-- Records shown follows --

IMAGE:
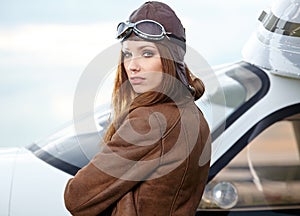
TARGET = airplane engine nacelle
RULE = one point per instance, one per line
(276, 43)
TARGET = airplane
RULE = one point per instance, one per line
(255, 164)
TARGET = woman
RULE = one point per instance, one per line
(155, 159)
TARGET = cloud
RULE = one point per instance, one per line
(54, 44)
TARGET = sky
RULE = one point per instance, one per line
(46, 45)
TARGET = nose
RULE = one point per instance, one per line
(134, 65)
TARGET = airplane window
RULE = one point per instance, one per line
(266, 174)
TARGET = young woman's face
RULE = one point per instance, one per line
(142, 64)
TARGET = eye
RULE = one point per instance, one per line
(148, 53)
(126, 54)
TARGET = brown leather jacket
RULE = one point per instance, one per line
(155, 164)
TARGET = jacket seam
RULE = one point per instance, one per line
(182, 179)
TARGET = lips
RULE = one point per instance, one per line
(137, 80)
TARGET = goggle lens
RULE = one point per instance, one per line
(147, 29)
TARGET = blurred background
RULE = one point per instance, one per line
(46, 45)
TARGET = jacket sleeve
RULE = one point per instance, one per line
(130, 157)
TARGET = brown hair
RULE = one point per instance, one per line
(124, 99)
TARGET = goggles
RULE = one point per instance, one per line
(146, 29)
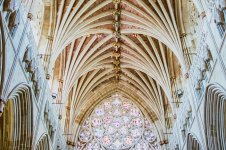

-- Records shown concluded --

• Requirement: What lines in the records above include the string "airplane"? Copy each one.

• Answer to this problem:
TARGET = airplane engine nacelle
TARGET = airplane
TARGET = airplane window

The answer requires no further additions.